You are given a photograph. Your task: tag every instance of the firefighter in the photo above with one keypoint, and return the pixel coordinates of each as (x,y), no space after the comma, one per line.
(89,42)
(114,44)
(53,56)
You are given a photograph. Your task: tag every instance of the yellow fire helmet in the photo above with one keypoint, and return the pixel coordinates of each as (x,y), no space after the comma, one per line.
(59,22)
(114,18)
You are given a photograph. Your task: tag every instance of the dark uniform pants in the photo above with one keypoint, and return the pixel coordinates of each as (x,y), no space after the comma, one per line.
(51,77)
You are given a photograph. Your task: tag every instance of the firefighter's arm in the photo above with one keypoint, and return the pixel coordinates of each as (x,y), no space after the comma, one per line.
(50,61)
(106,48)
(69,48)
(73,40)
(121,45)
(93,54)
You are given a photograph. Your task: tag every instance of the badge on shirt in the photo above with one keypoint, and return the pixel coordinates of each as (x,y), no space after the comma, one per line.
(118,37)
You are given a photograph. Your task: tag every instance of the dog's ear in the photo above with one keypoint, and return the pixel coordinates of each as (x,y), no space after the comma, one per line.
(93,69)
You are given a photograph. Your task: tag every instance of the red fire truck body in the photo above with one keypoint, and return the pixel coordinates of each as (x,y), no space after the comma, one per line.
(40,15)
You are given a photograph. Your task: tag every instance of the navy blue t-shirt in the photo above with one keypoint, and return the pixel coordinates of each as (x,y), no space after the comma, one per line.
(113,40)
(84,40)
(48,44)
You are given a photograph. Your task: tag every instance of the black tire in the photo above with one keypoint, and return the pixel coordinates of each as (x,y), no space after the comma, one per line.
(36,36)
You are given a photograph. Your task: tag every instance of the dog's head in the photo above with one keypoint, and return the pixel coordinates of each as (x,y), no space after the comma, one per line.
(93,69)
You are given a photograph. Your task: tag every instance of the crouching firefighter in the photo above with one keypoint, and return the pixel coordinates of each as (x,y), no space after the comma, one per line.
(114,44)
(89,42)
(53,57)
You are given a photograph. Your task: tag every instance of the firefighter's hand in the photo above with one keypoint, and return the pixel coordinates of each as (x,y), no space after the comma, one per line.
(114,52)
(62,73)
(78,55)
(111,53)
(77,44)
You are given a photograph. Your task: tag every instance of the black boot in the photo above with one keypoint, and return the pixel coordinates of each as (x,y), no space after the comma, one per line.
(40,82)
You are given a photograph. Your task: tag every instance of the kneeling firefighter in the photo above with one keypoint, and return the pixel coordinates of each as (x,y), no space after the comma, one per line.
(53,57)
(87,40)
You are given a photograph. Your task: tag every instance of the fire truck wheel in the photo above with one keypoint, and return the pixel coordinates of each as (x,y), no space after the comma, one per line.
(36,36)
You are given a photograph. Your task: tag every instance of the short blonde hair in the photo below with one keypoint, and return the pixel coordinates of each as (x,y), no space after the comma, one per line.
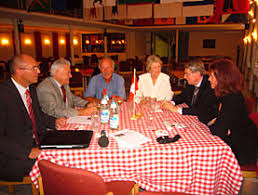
◇ ◇ ◇
__Directions for this task__: Recast the records, beginning with the line that contains "of the kneeling" and continuing through the end of the records, as a JSON list of strings with one string per line and blank lines omitted. Leave the pictures out of the list.

__Output of the task__:
[
  "You are given a photograph. Your task: tag every instance of the kneeling firefighter in the photo above with one keypoint, and return the pixel coordinates of each as (x,y), no space after the comma, one per line.",
  "(53,57)",
  "(87,40)",
  "You are given a photograph. Your task: tag every instance of the fire truck wheel in the photo above with one keypoint, and return the pixel coordinates of each as (x,y), no space after the comma, one per line.",
  "(36,36)",
  "You are given a photograph. Your task: tag every instance of the short blonde hair in the photo below with one keypoint, and return the pixel coordinates of each as (x,y), no space after the comma, one per line."
]